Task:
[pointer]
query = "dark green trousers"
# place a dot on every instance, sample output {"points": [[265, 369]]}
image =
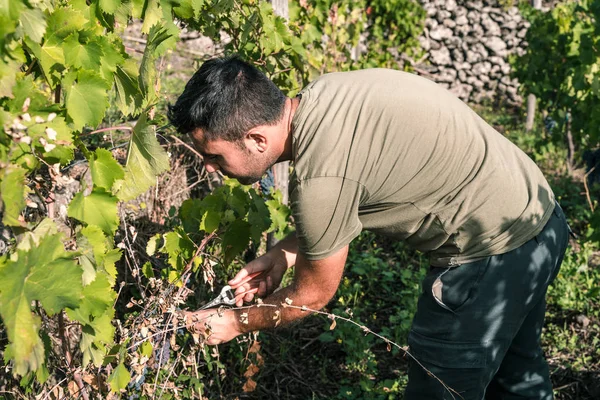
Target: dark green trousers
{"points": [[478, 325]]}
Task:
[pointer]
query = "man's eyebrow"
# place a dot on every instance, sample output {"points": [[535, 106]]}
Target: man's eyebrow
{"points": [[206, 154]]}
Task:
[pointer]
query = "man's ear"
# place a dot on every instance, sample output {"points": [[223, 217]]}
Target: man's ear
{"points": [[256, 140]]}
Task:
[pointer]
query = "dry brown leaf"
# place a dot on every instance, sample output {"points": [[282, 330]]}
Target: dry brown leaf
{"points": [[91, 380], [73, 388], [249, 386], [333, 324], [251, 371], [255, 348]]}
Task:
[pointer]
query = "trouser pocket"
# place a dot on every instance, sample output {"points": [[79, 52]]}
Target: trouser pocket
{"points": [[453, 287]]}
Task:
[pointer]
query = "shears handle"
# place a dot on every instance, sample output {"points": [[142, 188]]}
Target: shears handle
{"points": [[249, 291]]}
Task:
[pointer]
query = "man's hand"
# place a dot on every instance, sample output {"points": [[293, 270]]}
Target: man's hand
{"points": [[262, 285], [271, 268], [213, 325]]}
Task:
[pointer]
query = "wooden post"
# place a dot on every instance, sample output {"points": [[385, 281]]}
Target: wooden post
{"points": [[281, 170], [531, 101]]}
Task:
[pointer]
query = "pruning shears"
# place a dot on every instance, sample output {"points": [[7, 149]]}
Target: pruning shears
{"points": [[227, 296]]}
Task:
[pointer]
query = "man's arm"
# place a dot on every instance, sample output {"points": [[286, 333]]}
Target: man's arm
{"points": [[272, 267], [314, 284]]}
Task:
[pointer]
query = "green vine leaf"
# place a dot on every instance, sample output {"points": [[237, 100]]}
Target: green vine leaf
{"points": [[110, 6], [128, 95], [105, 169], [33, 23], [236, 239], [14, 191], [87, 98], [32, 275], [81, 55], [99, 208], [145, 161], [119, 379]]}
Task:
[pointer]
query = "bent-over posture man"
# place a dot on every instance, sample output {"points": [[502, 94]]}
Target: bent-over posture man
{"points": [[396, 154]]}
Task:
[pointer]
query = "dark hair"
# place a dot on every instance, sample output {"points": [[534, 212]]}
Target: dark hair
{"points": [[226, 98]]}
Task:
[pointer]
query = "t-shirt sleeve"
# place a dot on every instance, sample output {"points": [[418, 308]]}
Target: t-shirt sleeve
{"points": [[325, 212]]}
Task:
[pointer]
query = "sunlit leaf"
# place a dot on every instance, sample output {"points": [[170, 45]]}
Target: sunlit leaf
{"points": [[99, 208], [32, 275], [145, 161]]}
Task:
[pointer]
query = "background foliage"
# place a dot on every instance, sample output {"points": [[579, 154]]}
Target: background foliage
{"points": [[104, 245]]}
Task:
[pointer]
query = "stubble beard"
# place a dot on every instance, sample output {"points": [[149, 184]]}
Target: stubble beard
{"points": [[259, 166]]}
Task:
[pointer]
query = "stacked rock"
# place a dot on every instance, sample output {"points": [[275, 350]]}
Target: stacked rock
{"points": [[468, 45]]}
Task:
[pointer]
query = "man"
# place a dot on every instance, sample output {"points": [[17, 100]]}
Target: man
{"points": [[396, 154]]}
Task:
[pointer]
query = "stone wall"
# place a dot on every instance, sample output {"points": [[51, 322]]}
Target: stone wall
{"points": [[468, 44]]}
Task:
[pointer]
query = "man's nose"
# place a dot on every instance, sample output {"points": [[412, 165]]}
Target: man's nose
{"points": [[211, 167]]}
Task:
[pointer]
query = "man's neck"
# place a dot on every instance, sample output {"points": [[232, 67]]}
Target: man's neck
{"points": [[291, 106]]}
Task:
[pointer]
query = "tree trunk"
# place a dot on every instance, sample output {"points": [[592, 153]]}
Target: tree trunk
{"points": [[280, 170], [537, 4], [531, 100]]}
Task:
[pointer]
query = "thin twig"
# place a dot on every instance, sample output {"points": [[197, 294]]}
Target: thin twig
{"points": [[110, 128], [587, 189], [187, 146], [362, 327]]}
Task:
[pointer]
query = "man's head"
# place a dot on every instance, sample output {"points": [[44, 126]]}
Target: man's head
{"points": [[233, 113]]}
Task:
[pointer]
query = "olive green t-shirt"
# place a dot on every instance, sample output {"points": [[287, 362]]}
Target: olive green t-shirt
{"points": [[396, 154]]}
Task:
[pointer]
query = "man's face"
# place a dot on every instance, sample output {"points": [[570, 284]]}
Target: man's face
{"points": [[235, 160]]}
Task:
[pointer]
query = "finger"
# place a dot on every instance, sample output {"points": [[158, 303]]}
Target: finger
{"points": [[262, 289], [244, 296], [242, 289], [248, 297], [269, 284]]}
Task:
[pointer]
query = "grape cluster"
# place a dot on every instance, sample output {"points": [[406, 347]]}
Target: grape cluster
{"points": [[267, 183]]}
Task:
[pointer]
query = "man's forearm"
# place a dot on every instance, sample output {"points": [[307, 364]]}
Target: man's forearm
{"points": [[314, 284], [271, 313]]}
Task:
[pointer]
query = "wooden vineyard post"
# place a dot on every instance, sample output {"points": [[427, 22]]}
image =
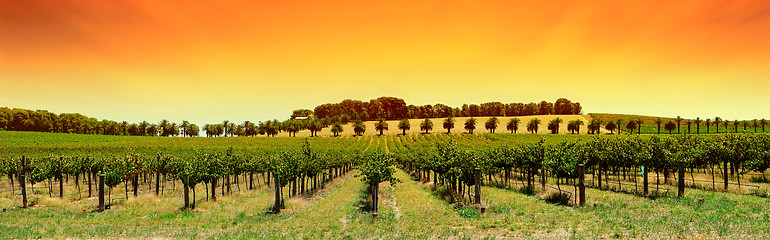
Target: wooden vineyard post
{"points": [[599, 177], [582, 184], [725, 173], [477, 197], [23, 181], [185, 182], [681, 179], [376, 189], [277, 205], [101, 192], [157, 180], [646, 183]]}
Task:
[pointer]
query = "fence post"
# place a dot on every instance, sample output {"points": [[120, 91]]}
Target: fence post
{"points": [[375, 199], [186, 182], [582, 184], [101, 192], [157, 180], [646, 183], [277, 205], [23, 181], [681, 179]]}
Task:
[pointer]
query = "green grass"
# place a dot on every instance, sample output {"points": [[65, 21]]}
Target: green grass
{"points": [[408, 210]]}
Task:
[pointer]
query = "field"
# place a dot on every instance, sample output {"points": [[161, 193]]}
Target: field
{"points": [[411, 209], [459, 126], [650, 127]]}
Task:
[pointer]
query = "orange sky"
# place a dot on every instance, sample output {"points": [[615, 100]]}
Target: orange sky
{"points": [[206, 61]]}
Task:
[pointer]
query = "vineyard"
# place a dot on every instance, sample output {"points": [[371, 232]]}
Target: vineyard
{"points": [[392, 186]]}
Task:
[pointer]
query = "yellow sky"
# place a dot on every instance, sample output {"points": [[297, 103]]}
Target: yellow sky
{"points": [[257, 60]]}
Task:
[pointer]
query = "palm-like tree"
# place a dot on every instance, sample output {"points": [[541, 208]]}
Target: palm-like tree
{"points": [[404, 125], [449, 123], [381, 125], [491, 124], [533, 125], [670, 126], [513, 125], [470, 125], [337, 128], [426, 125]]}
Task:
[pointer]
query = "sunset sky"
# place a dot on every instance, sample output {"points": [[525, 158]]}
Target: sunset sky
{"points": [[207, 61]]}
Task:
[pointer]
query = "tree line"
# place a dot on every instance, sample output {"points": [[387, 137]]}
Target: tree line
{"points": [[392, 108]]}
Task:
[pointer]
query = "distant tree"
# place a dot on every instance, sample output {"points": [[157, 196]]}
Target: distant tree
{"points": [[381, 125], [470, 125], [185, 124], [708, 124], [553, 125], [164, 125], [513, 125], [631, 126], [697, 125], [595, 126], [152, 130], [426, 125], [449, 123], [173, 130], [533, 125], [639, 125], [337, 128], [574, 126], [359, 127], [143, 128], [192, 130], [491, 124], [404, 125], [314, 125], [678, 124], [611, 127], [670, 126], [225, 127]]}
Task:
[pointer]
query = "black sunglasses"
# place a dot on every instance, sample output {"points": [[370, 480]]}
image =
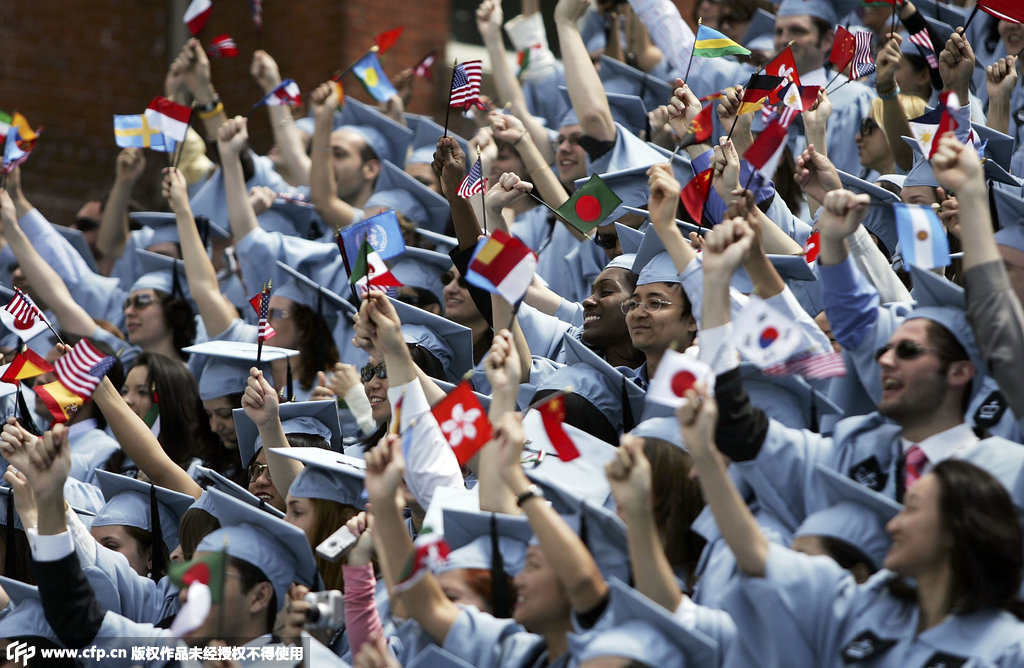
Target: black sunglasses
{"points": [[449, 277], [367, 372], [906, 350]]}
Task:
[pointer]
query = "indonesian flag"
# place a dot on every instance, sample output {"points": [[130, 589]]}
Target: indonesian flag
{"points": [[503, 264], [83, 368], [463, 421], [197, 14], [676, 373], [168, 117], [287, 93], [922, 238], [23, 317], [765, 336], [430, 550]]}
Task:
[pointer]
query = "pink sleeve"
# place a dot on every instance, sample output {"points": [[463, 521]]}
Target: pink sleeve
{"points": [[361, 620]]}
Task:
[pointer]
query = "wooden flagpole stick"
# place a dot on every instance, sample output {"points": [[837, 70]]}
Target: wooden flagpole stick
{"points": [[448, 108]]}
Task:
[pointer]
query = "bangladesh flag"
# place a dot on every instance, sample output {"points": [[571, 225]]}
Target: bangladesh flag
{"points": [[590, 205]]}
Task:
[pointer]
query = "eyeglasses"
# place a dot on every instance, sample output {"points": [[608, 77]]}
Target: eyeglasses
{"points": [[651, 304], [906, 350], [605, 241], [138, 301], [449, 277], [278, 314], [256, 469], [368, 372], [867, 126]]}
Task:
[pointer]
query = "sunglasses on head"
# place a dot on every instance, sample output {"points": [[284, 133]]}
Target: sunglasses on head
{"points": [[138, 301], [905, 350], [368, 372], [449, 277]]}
==
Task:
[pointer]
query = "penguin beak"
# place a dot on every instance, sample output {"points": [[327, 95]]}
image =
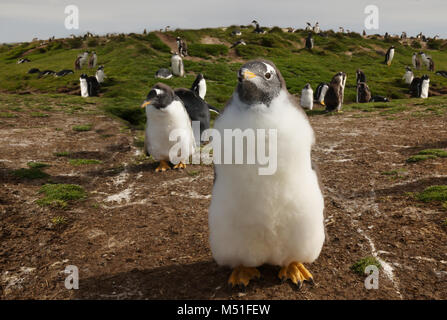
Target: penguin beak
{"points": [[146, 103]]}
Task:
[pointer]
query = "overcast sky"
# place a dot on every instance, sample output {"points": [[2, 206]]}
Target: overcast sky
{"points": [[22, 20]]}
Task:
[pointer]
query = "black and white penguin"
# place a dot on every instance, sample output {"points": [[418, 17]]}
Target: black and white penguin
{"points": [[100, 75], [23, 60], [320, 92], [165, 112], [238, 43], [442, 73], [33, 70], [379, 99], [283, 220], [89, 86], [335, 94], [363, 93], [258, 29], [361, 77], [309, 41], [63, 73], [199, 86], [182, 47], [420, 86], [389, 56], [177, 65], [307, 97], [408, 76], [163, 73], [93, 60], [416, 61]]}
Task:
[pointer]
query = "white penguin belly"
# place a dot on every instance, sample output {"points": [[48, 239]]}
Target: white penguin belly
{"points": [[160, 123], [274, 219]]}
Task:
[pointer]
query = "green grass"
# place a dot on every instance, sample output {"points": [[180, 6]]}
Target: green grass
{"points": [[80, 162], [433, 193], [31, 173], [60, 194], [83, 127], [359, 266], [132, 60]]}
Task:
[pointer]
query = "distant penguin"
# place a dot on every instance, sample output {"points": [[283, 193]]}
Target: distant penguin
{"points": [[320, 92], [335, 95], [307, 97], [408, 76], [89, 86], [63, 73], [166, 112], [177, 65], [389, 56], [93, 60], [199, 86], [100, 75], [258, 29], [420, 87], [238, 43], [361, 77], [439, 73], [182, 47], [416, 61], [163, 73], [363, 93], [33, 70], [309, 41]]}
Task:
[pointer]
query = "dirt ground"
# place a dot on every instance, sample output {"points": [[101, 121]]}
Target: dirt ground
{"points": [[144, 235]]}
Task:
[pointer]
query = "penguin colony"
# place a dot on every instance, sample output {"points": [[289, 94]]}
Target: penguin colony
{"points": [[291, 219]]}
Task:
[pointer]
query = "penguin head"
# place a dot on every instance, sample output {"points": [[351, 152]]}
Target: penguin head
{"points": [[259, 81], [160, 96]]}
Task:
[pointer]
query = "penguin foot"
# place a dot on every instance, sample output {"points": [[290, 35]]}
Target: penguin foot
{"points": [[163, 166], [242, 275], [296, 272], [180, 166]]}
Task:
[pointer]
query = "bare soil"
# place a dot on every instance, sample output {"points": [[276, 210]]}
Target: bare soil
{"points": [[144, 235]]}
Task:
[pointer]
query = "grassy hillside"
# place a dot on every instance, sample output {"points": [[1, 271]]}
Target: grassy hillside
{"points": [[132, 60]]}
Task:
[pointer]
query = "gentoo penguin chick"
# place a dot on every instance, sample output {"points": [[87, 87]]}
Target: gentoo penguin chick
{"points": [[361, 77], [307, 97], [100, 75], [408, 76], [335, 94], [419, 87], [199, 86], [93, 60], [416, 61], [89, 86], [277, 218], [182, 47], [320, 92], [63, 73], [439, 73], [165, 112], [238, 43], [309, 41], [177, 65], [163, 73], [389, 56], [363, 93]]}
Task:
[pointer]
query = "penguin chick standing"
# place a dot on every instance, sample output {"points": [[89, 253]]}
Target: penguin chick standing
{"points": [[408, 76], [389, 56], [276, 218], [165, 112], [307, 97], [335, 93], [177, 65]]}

Problem to work on: Count the lines in the rows above that contain the word "colony". Reply with only the number.

Solved problem: 2